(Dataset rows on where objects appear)
┄┄┄┄┄┄
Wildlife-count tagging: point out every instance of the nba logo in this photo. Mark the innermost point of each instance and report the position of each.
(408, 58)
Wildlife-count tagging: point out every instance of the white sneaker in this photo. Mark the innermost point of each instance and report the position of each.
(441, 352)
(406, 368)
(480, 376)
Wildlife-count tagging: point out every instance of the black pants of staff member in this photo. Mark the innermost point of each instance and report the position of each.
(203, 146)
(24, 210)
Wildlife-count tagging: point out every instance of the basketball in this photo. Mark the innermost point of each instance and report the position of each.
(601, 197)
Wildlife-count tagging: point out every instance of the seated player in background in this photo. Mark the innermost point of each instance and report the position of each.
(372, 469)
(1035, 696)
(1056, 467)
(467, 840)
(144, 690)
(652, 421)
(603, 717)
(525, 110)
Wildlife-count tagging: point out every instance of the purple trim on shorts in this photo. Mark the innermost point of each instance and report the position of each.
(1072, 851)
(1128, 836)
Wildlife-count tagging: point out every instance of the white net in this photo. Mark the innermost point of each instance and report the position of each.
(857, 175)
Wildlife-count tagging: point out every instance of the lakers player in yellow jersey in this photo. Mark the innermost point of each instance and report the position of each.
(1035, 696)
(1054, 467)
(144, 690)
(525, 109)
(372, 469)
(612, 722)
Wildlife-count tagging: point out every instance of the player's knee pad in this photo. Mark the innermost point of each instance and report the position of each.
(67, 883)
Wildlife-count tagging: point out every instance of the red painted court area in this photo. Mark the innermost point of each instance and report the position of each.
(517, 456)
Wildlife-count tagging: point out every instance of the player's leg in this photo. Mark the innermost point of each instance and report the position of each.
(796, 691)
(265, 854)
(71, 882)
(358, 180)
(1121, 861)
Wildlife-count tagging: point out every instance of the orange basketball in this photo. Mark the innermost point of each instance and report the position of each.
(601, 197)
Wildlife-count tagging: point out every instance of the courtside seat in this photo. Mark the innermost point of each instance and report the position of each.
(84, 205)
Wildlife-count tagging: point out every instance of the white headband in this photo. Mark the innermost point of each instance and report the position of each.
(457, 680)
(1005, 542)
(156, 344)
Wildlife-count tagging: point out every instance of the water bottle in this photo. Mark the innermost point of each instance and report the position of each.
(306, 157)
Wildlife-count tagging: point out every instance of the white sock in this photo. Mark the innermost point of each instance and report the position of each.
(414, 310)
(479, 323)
┄┄┄┄┄┄
- What to work on: Render all of the data above as a numbered list, one line per item, with blank lines left out.

- Output:
1. Wildlife-count tagging: point out every instance of the nba logo in this photo. Mark the innermost point of each instance and report the position of each.
2. (408, 58)
3. Wildlife-count tagging: point out every instance of the white sneaker in this photo. Mark the innermost point of each instance and report the position of each.
4. (441, 352)
5. (406, 368)
6. (480, 376)
7. Wildlife-count tagging: point out every instance of the black pants of staff member in this photo. Mark the innermost point of each instance and report the position of each.
8. (203, 146)
9. (24, 210)
10. Wildlife-count tagging: point out every instance of the basketball in this photo. Mark the innermost point of each instance and report the position of each.
11. (601, 197)
12. Wildlife-count tagging: point out every instance of the seated player in background in this photo. Mark the innermost point of each instance and report the position of each.
13. (372, 469)
14. (1035, 696)
15. (1056, 467)
16. (467, 840)
17. (144, 690)
18. (652, 421)
19. (603, 717)
20. (525, 110)
21. Wildlife-count tagging: point out every instance of the purple trim on shorts in this photo. Mark the innermost point of each instance and report the position of each.
22. (1072, 851)
23. (1128, 836)
24. Wildlife-count tagging: point out every instance of the white net in this photo. Mark the innermost point of each instance and report the position of each.
25. (857, 175)
26. Wildlife-count tagging: point out every instance of the lakers player in yellow jersey in this photo. Mark the innermost point of each instance and report the position of each.
27. (1035, 696)
28. (1054, 467)
29. (144, 690)
30. (525, 109)
31. (372, 469)
32. (612, 722)
33. Wildlife-count tagging: point out every instance of the player's knee pad in this photo. Mark the innermost point of each instance and report the position of each.
34. (67, 883)
35. Wildlife-count tagging: point out every instance of the red painted court area in this photo. Mark the innermost point of each instance and report the position of each.
36. (517, 456)
37. Wildlife-count tagging: point out every instance of the player's leg in this photo. Mark the innermost point of each instance and report the position of each.
38. (796, 691)
39. (265, 854)
40. (71, 882)
41. (358, 180)
42. (1121, 861)
43. Wildlife-count tagging: point out every instance of the orange basketball in this photo. Mark the innermost point of each instance and report the position of each.
44. (601, 197)
45. Wildlife-count tagging: point out every instance of the courtside seat in this photo. Mark the innermost point of each instance and report the position of each.
46. (84, 205)
47. Wildlife-count tagging: point out every instance of the white headband in this photo. Mark the innermost point of each instance and report the position of each.
48. (457, 680)
49. (1005, 542)
50. (156, 344)
51. Wildlife-count tagging: point out every instance of the water bottle in this photo. Mark the innermost point of each instance and report the position of each.
52. (306, 157)
53. Wildlife-count tagging: point out every instance of the white sock in this photo. Mark the innermost point of each instance and report the position of each.
54. (414, 310)
55. (479, 323)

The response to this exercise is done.